TASK ITEM => Please report, word for word, each line of the entries below that contains the string "positive". Case matters.

=== Section Start ===

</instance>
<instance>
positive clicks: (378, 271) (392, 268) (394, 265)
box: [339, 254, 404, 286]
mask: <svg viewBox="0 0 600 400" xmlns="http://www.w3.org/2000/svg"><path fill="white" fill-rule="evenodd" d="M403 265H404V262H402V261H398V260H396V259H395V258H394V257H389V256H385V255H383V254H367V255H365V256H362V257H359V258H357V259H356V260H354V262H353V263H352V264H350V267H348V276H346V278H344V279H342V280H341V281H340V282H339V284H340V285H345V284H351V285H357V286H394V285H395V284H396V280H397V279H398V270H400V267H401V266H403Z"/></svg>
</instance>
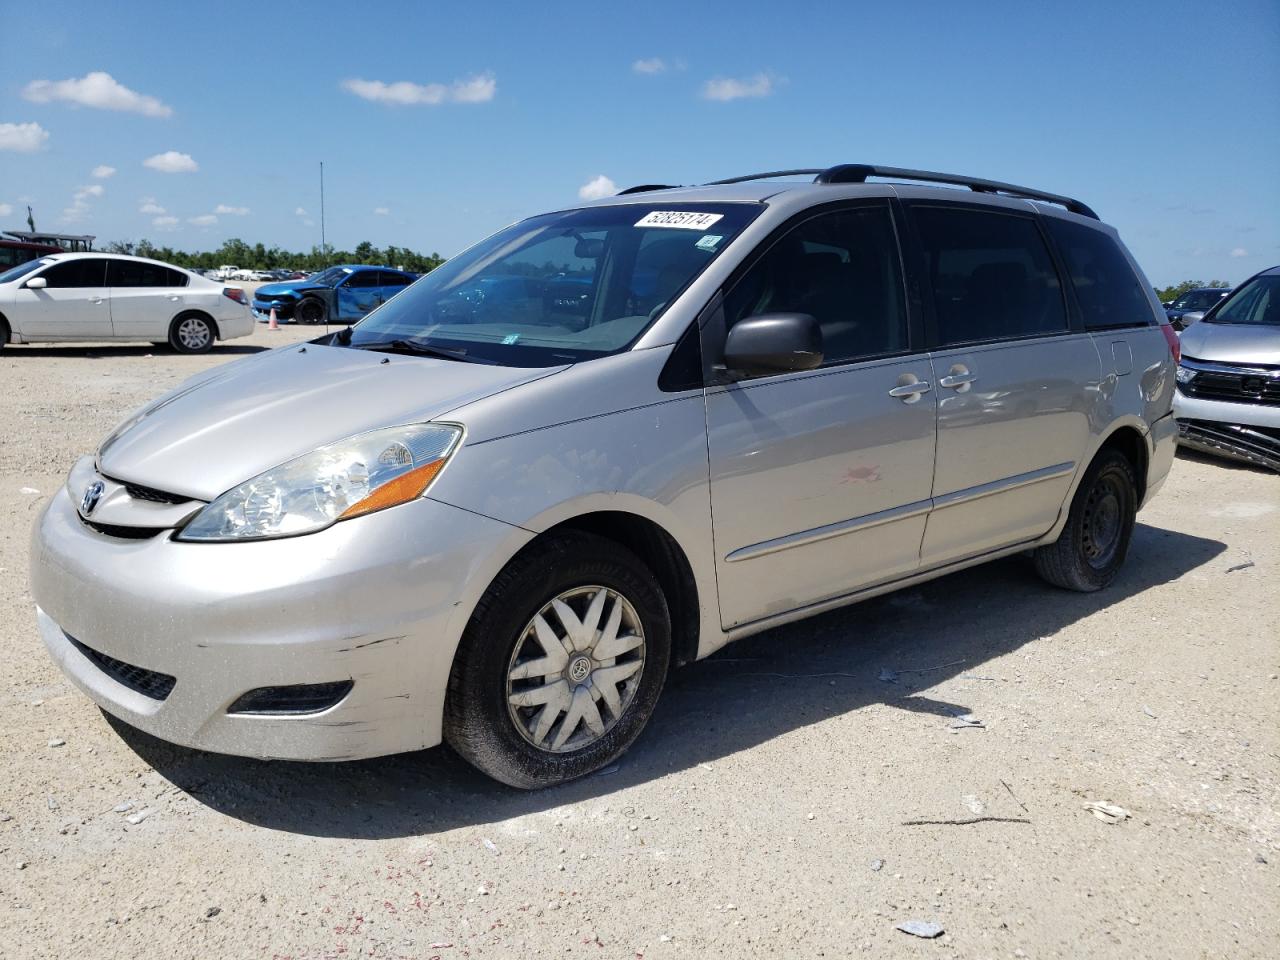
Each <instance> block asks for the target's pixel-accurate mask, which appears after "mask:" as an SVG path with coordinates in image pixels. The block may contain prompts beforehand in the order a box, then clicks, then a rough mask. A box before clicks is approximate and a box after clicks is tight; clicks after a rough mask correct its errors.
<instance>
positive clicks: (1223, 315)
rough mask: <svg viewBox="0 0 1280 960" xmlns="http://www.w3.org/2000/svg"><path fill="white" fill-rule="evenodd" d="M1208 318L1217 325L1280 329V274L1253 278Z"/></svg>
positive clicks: (1209, 319)
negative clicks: (1217, 310) (1232, 324)
mask: <svg viewBox="0 0 1280 960" xmlns="http://www.w3.org/2000/svg"><path fill="white" fill-rule="evenodd" d="M1206 319H1207V320H1211V321H1212V323H1215V324H1258V325H1261V326H1280V275H1275V274H1272V275H1270V276H1254V278H1253V279H1252V280H1249V282H1248V283H1247V284H1244V285H1243V287H1240V289H1238V291H1236V292H1235V294H1234V296H1233V297H1231V298H1230V300H1229V301H1226V303H1224V305H1222V306H1221V307H1220V308H1219V311H1217V312H1216V314H1213V315H1212V316H1210V317H1206Z"/></svg>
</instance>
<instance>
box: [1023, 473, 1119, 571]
mask: <svg viewBox="0 0 1280 960" xmlns="http://www.w3.org/2000/svg"><path fill="white" fill-rule="evenodd" d="M1137 515H1138V483H1137V480H1135V479H1134V472H1133V465H1132V463H1130V462H1129V458H1128V457H1125V456H1124V454H1123V453H1120V452H1119V451H1114V449H1107V451H1102V452H1101V453H1100V454H1098V456H1097V457H1096V458H1094V460H1093V462H1092V463H1091V465H1089V470H1088V471H1087V472H1085V475H1084V480H1082V481H1080V486H1079V489H1078V490H1076V492H1075V497H1074V498H1073V500H1071V511H1070V513H1069V515H1068V518H1066V526H1065V527H1062V534H1061V535H1060V536H1059V538H1057V541H1056V543H1052V544H1048V545H1046V547H1039V548H1037V550H1036V572H1037V573H1039V575H1041V577H1043V579H1044V580H1047V581H1048V582H1051V584H1053V585H1055V586H1061V588H1064V589H1066V590H1076V591H1079V593H1093V591H1094V590H1101V589H1102V588H1105V586H1108V585H1110V584H1111V581H1112V580H1115V579H1116V573H1119V572H1120V566H1121V564H1123V563H1124V558H1125V554H1126V553H1128V552H1129V540H1130V539H1132V536H1133V526H1134V522H1135V518H1137Z"/></svg>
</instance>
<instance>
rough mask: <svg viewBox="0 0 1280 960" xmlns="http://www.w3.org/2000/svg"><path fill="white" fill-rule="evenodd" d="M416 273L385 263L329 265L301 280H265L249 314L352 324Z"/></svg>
mask: <svg viewBox="0 0 1280 960" xmlns="http://www.w3.org/2000/svg"><path fill="white" fill-rule="evenodd" d="M416 279H417V276H416V275H415V274H408V273H404V271H403V270H392V269H390V268H387V266H361V265H343V266H330V268H329V269H326V270H321V271H320V273H317V274H312V275H311V276H308V278H306V279H305V280H288V282H285V283H266V284H262V285H261V287H259V288H257V292H255V293H253V315H255V316H256V317H257V319H259V320H266V319H269V317H270V314H271V308H273V307H274V308H275V317H276V319H278V320H293V321H294V323H300V324H353V323H356V321H357V320H362V319H364V317H365V314H367V312H369V311H370V310H372V308H374V307H376V306H380V305H381V303H383V302H385V301H388V300H390V298H392V297H394V296H396V294H397V293H399V292H401V291H402V289H404V288H406V287H408V285H410V284H411V283H413V280H416Z"/></svg>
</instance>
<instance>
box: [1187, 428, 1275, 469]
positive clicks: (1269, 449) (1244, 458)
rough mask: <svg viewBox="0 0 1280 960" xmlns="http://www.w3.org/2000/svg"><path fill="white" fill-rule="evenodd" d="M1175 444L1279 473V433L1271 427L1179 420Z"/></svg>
mask: <svg viewBox="0 0 1280 960" xmlns="http://www.w3.org/2000/svg"><path fill="white" fill-rule="evenodd" d="M1178 442H1179V443H1181V444H1184V445H1187V447H1192V448H1193V449H1199V451H1204V452H1206V453H1220V454H1222V456H1226V457H1231V458H1233V460H1239V461H1244V462H1247V463H1253V465H1256V466H1262V467H1268V468H1271V470H1276V471H1280V429H1277V428H1274V426H1245V425H1243V424H1215V422H1211V421H1207V420H1179V421H1178Z"/></svg>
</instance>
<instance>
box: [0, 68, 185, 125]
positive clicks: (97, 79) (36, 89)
mask: <svg viewBox="0 0 1280 960" xmlns="http://www.w3.org/2000/svg"><path fill="white" fill-rule="evenodd" d="M22 95H23V96H24V97H26V99H27V100H29V101H32V102H33V104H49V102H52V101H54V100H64V101H67V102H68V104H78V105H79V106H92V108H96V109H99V110H124V111H128V113H134V114H143V115H145V116H169V115H170V114H172V113H173V108H170V106H168V105H165V104H161V102H160V101H159V100H156V99H155V97H152V96H146V95H145V93H138V92H136V91H132V90H129V88H128V87H125V86H124V84H122V83H119V82H118V81H116V79H115V78H114V77H113V76H111V74H110V73H102V72H101V70H95V72H93V73H87V74H84V76H83V77H81V78H79V79H76V78H72V79H64V81H32V82H31V83H28V84H27V87H26V88H24V90H23V91H22Z"/></svg>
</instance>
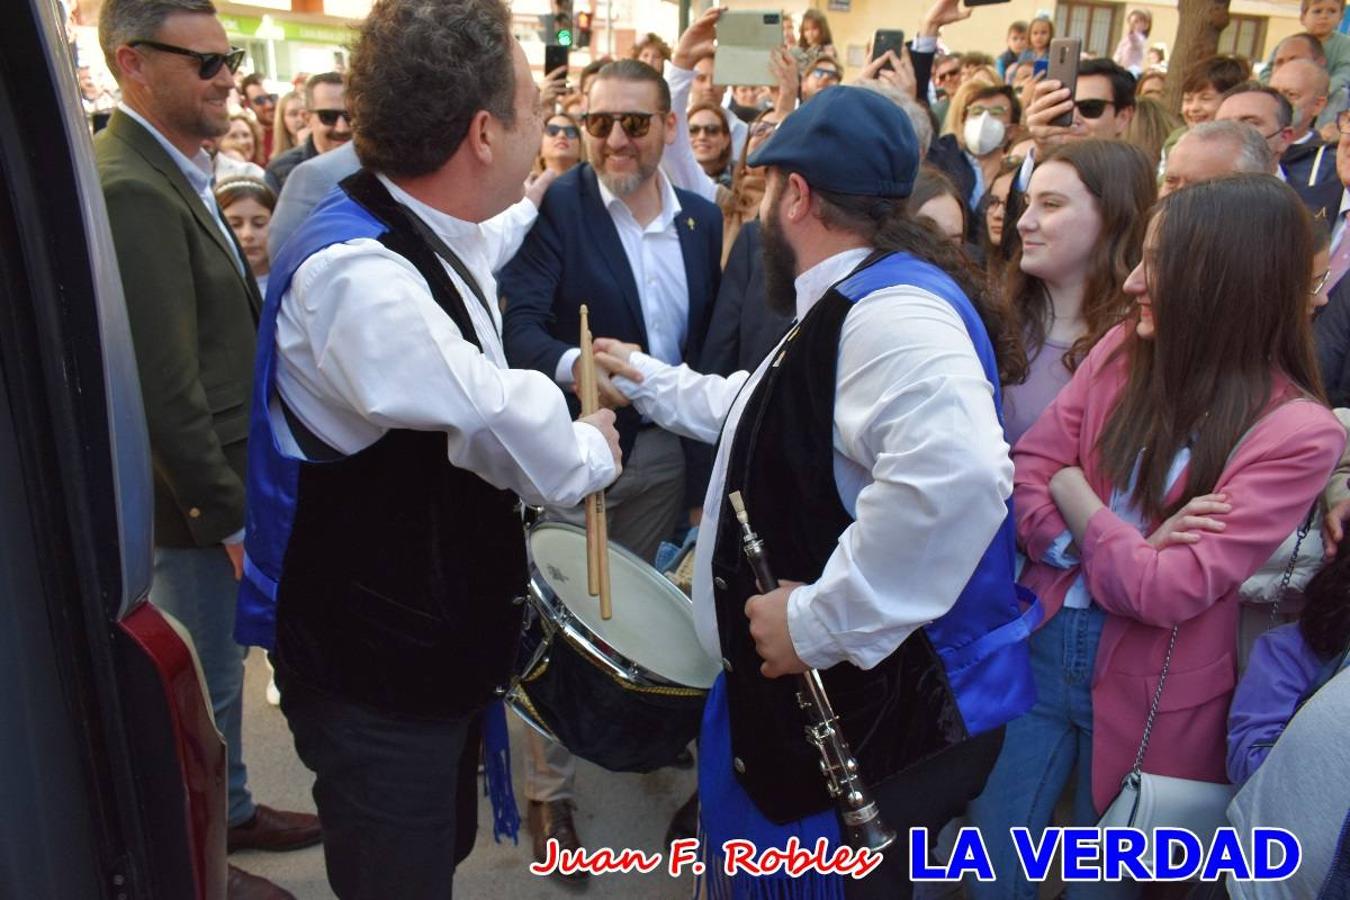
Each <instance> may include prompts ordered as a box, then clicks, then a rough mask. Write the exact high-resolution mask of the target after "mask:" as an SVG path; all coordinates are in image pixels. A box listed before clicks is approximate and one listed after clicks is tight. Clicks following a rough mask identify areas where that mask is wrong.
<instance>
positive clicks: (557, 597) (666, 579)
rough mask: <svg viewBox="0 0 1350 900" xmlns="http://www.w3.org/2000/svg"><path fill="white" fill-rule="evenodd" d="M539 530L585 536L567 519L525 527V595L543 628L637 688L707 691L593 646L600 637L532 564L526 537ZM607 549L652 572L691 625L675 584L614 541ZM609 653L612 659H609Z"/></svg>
mask: <svg viewBox="0 0 1350 900" xmlns="http://www.w3.org/2000/svg"><path fill="white" fill-rule="evenodd" d="M541 529H559V530H564V532H571V533H572V534H576V536H579V537H582V538H585V537H586V529H583V528H578V526H576V525H572V524H570V522H556V521H541V522H536V524H535V525H532V526H531V528H528V529H526V530H525V552H526V556H528V557H529V591H528V598H529V602H531V604H533V606H535V607H536V610H537V611H539V614H540V615H541V617H543V619H544V623H543V627H545V629H547V627H553V629H556V630H558V631H560V633H562V634H563V637H564V640H567V641H570V642H571V644H572V645H574V646H576V649H578V650H579V652H582V653H585V654H587V656H591V657H593V660H591V661H594V663H598V664H601V665H602V667H603V668H606V669H609V671H610V672H612V673H613V675H614V676H616V677H618V679H620V680H622V681H628V683H629V684H632V685H634V687H637V688H671V687H675V688H682V690H686V691H703V692H707V691H709V690H710V688H706V687H697V685H691V684H683V683H680V681H674V680H671V679H667V677H664V676H661V675H657V673H656V672H653V671H652V669H649V668H647V667H645V665H643V664H641V663H639V661H636V660H633V658H630V657H629V656H625V654H624V653H620V650H618V648H616V646H613V645H612V644H609V642H607V641H605V646H606V648H609V652H607V653H606V652H603V650H601V648H599V646H597V644H595V641H597V640H599V641H603V638H602V637H601V636H598V634H595V633H594V631H593V630H591V629H590V626H587V625H586V623H585V622H583V621H582V619H580V617H578V615H576V614H575V613H572V610H571V607H568V606H567V604H566V603H564V602H563V600H562V598H559V596H558V592H556V591H553V588H552V587H551V586H549V584H548V582H545V580H543V578H541V576H540V569H539V565H536V563H535V549H533V545H532V542H531V540H529V538H531V537H532V536H533V533H535V532H536V530H541ZM609 549H610V552H617V553H618V555H620V556H622V557H625V559H626V560H628V561H630V563H634V564H637V567H639V571H641V569H647V571H649V572H653V573H655V575H656V579H657V580H659V583H663V590H664V588H668V590H670V592H671V594H672V595H674V596H678V598H679V600H680V603H683V606H682V607H680V609H682V610H683V611H684V613H686V614H687V615H688V621H690V626H691V627H694V604H693V602H691V600H690V598H687V596H686V595H684V592H683V591H680V590H679V588H678V587H675V584H674V583H671V580H670V579H667V578H666V576H664V575H661V573H660V572H657V571H656V569H655V568H653V567H652V564H651V563H648V561H647V560H644V559H641V557H640V556H637V555H636V553H633V552H632V551H629V549H628V548H626V546H620V545H618V544H610V545H609ZM694 637H695V646H697V648H698V649H699V650H701V652H702V649H703V646H702V644H699V642H698V634H697V630H695V633H694ZM612 656H613V657H614V658H612ZM705 656H706V653H705ZM616 660H617V661H616Z"/></svg>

=== Section End ===

COMPLETED TASK =>
positive clicks: (378, 271) (392, 268) (394, 265)
positive clicks: (1223, 315)
positive clicks: (1209, 319)
positive clicks: (1269, 449) (1244, 458)
positive clicks: (97, 79) (36, 89)
positive clicks: (557, 597) (666, 579)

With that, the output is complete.